→ **SUPPLIED INFORMATION**
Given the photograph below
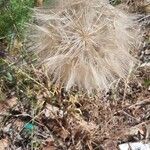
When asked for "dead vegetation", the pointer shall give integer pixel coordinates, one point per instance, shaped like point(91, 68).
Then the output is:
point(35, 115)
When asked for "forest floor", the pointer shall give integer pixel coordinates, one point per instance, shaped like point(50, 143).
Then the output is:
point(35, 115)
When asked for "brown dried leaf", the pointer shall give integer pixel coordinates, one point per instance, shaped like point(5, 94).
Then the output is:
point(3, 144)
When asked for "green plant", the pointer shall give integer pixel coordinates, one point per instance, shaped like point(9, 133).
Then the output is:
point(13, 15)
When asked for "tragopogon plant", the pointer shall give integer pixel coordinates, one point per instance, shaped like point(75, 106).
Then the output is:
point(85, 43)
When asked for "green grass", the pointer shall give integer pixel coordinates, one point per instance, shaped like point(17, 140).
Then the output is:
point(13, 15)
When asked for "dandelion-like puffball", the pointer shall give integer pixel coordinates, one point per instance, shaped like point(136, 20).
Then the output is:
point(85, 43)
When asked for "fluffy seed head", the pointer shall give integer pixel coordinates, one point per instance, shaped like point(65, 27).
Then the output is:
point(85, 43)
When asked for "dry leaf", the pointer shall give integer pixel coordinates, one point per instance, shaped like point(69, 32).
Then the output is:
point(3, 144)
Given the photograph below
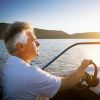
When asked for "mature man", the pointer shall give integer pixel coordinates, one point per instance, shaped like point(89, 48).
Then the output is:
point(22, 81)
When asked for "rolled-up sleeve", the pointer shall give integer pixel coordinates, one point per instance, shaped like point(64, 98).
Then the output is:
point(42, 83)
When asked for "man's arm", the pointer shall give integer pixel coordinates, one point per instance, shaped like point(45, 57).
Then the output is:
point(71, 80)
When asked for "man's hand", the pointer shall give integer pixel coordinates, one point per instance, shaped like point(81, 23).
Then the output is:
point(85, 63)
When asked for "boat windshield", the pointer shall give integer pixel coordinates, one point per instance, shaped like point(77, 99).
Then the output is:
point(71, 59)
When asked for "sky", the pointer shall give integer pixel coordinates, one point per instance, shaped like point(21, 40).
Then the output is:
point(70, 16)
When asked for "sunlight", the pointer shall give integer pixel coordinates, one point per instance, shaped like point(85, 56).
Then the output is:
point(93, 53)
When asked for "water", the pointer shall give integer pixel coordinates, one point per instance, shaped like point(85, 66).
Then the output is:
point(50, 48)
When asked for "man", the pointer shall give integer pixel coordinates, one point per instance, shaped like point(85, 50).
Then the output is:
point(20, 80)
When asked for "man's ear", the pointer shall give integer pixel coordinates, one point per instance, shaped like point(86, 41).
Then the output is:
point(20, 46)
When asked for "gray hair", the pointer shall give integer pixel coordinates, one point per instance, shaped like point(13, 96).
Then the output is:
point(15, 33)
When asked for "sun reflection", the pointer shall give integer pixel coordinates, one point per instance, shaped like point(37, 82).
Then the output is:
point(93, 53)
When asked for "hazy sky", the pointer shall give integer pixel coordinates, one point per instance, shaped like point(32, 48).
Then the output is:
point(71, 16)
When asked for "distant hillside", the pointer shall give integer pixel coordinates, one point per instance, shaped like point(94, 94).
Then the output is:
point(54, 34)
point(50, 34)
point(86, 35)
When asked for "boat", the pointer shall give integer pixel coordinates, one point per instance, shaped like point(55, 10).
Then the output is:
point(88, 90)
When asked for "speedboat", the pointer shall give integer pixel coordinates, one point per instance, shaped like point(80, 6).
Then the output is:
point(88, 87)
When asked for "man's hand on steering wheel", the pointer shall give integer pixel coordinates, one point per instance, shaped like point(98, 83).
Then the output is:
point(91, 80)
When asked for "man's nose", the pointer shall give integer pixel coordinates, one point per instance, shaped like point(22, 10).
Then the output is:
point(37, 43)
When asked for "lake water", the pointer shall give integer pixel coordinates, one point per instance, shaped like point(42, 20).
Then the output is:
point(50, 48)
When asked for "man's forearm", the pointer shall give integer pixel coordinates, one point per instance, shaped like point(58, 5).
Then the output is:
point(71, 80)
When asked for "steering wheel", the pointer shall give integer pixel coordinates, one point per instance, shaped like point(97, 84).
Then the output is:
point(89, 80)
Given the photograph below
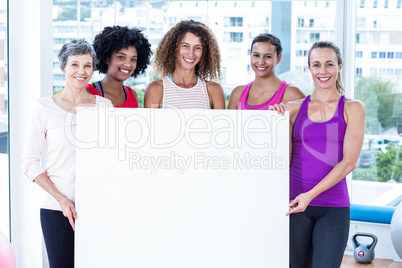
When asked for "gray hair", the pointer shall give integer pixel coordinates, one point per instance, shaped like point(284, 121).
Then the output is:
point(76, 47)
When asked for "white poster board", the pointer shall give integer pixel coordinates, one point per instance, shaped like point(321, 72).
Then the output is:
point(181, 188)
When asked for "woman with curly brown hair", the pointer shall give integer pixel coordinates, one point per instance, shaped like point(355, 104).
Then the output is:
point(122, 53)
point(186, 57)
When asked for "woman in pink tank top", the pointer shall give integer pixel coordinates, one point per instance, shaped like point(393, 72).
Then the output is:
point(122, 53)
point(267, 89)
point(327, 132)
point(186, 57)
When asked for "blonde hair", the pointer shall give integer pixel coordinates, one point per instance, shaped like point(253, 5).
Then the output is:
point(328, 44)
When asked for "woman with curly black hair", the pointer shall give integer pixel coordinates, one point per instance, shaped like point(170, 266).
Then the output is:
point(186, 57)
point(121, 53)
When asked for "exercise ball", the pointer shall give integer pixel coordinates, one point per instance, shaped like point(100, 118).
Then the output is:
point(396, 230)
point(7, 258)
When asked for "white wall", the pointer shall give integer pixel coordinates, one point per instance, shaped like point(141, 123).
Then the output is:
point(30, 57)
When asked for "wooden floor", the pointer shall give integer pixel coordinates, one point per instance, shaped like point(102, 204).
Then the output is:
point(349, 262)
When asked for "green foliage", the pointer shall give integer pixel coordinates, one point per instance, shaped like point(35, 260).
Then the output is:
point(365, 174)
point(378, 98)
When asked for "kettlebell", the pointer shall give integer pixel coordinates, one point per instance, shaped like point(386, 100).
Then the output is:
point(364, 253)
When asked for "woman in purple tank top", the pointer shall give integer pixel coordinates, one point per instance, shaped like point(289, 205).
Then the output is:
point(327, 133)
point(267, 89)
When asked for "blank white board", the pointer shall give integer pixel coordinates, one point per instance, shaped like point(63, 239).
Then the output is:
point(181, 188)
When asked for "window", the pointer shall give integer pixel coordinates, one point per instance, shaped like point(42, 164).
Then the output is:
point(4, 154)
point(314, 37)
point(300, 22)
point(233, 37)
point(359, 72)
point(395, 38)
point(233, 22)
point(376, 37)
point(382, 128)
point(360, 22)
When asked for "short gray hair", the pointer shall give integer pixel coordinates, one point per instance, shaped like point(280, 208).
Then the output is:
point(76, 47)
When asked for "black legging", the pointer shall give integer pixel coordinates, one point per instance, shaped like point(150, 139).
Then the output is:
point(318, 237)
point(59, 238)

→ **WORK TO BE COMPLETED**
Report each line in the entries where the string "black" occurs.

→ **FINAL ANSWER**
When asked for "woman with curly black hair", the pointer shall give integer pixel coordinates, one point per instance, shaped like point(170, 266).
When asked for "black legging", the pointer shall give integer pixel coordinates, one point per instance, shaped like point(150, 139).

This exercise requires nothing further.